====== Provided data ======
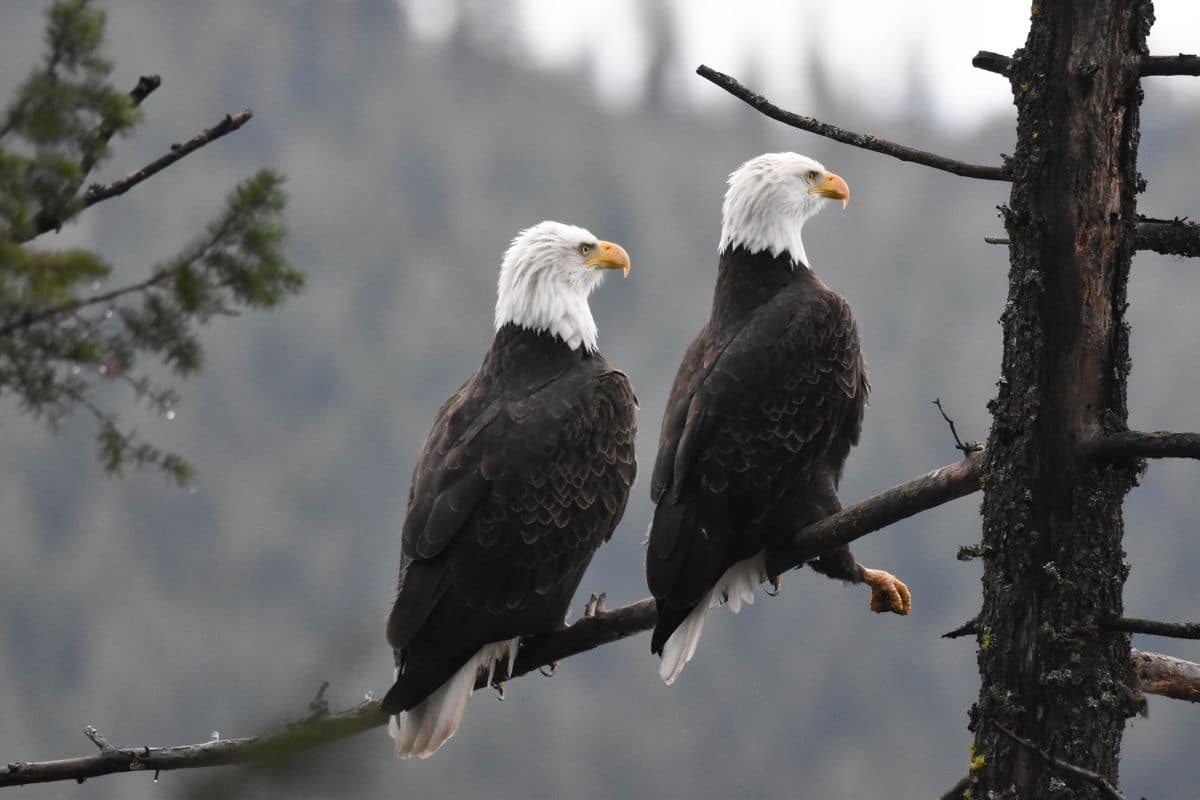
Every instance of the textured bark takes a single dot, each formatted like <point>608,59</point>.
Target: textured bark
<point>1053,524</point>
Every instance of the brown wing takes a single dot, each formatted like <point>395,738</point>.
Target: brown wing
<point>751,425</point>
<point>507,516</point>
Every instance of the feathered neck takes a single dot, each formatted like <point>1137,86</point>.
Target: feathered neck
<point>765,209</point>
<point>535,295</point>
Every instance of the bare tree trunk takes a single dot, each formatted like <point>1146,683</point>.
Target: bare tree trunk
<point>1053,524</point>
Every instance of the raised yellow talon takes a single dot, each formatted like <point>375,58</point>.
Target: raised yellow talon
<point>888,593</point>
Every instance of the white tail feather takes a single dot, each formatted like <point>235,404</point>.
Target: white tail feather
<point>735,587</point>
<point>431,722</point>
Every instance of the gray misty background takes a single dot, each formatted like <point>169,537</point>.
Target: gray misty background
<point>161,617</point>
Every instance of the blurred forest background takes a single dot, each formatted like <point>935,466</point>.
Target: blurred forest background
<point>414,150</point>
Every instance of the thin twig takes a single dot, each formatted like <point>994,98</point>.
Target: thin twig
<point>1095,779</point>
<point>1138,444</point>
<point>1170,65</point>
<point>864,142</point>
<point>99,739</point>
<point>35,317</point>
<point>898,503</point>
<point>955,792</point>
<point>990,61</point>
<point>1155,627</point>
<point>99,192</point>
<point>1151,65</point>
<point>965,447</point>
<point>145,86</point>
<point>967,629</point>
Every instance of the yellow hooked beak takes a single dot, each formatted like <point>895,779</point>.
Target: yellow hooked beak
<point>833,186</point>
<point>609,256</point>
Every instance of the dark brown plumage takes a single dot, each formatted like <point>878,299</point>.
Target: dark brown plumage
<point>765,409</point>
<point>523,475</point>
<point>766,405</point>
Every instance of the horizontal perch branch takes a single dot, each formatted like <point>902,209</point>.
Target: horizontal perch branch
<point>1137,444</point>
<point>1155,627</point>
<point>1169,236</point>
<point>1151,65</point>
<point>864,142</point>
<point>931,489</point>
<point>595,630</point>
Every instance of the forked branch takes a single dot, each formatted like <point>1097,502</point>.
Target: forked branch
<point>864,142</point>
<point>604,626</point>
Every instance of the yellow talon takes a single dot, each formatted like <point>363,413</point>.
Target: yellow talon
<point>888,593</point>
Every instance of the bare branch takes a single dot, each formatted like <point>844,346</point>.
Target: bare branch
<point>1155,627</point>
<point>1137,444</point>
<point>35,317</point>
<point>147,85</point>
<point>1170,65</point>
<point>965,447</point>
<point>604,626</point>
<point>955,792</point>
<point>1095,779</point>
<point>990,61</point>
<point>864,142</point>
<point>931,489</point>
<point>1169,236</point>
<point>287,743</point>
<point>1167,675</point>
<point>97,192</point>
<point>967,629</point>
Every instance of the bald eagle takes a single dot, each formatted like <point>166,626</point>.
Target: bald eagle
<point>523,475</point>
<point>765,409</point>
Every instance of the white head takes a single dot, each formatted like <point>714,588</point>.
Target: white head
<point>549,271</point>
<point>771,197</point>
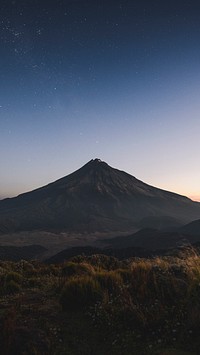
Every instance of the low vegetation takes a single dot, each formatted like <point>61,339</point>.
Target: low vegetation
<point>100,305</point>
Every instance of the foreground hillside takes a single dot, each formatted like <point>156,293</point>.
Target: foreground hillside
<point>95,198</point>
<point>100,305</point>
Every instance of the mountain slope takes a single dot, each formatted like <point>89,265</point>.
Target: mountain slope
<point>94,198</point>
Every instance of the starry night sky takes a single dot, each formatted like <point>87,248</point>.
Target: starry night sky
<point>117,80</point>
======
Transcribe the listing in full and omit the pictures.

■ Solution to this exercise
Every instance of the textured bark takes a single dot, each formatted like <point>608,59</point>.
Target: textured bark
<point>1053,524</point>
Every instance of the brown wing takes a single dot, each formatted like <point>395,738</point>.
Target: brown wing
<point>751,425</point>
<point>507,516</point>
Every instance of the feathered neck takes a single dot, each formatted like <point>1137,86</point>.
Target: feathered neck
<point>765,209</point>
<point>535,295</point>
Every instance of the bare tree trunk takes a single dot, each formatted like <point>1146,683</point>.
Target: bare tree trunk
<point>1053,524</point>
Every instance of the raised yellow talon takes a single dot, each formatted like <point>375,58</point>.
Target: raised yellow talon
<point>888,593</point>
Every instance of the white tail feather takes a single dot, each formatted like <point>235,404</point>.
Target: white tail feather
<point>735,587</point>
<point>431,722</point>
Every instance of the gray misty background takes a single dot, each formatted like <point>169,537</point>.
Target: gray misty background
<point>161,617</point>
Every instance of the blurred forest background takes a single dot, each formatted like <point>935,466</point>.
Target: blurred forest background
<point>414,150</point>
Every instance of the thin twig takes a single dot, each formatted like <point>994,98</point>.
Target: thin twig
<point>1095,779</point>
<point>1138,444</point>
<point>1170,65</point>
<point>864,142</point>
<point>99,739</point>
<point>35,317</point>
<point>898,503</point>
<point>955,792</point>
<point>990,61</point>
<point>1155,627</point>
<point>99,192</point>
<point>1151,65</point>
<point>965,447</point>
<point>145,86</point>
<point>967,629</point>
Every instance of the yellow hooked beak takes a single dot, each formatted like <point>895,779</point>.
Target: yellow hooked beak
<point>833,186</point>
<point>609,256</point>
Every instance of the dark brown plumage takes a single dot, each formatted like <point>878,299</point>.
Target: dark brown plumage
<point>765,409</point>
<point>523,475</point>
<point>766,405</point>
Every instance of the horizontal perch branch takes a single dot, each formatted like <point>902,209</point>.
Target: horizontal perch branch
<point>1137,444</point>
<point>1155,627</point>
<point>1169,236</point>
<point>1151,65</point>
<point>864,142</point>
<point>931,489</point>
<point>595,630</point>
Every instance of the forked branch takes a single dot, each formatted like <point>1097,502</point>.
Target: forked branch
<point>864,142</point>
<point>604,626</point>
Every instance of the yellow talon takes a single dot, each formatted like <point>363,413</point>.
Target: yellow talon
<point>888,593</point>
Every instance of the bare branch takes a single dot, each formatted like <point>844,346</point>.
Target: bare branch
<point>1155,627</point>
<point>1137,444</point>
<point>35,317</point>
<point>147,85</point>
<point>1170,65</point>
<point>965,447</point>
<point>604,626</point>
<point>955,792</point>
<point>1095,779</point>
<point>990,61</point>
<point>864,142</point>
<point>931,489</point>
<point>1169,236</point>
<point>287,743</point>
<point>1167,675</point>
<point>97,192</point>
<point>967,629</point>
Every instance of the bald eagle takes a single dot, each formatted like <point>166,626</point>.
Target: bald eagle
<point>523,475</point>
<point>765,409</point>
Every instance of the white head takes a single dot, each formatted like <point>714,588</point>.
Target: white head
<point>549,271</point>
<point>771,197</point>
Every instance of the low vegetation takes a single dot, each formatted like <point>61,339</point>.
Target: low vegetation
<point>100,305</point>
Every instance of the foreground hillside takes a single dot, each formatted like <point>156,293</point>.
Target: foreground hillside
<point>95,198</point>
<point>100,305</point>
Every instance of the mountain slope takes a single dot, each formatted like <point>89,265</point>.
Target: mountain slope
<point>94,198</point>
Every instance of the starry night sky takes a single dot, each formatted like <point>87,248</point>.
Target: starry night sky
<point>117,80</point>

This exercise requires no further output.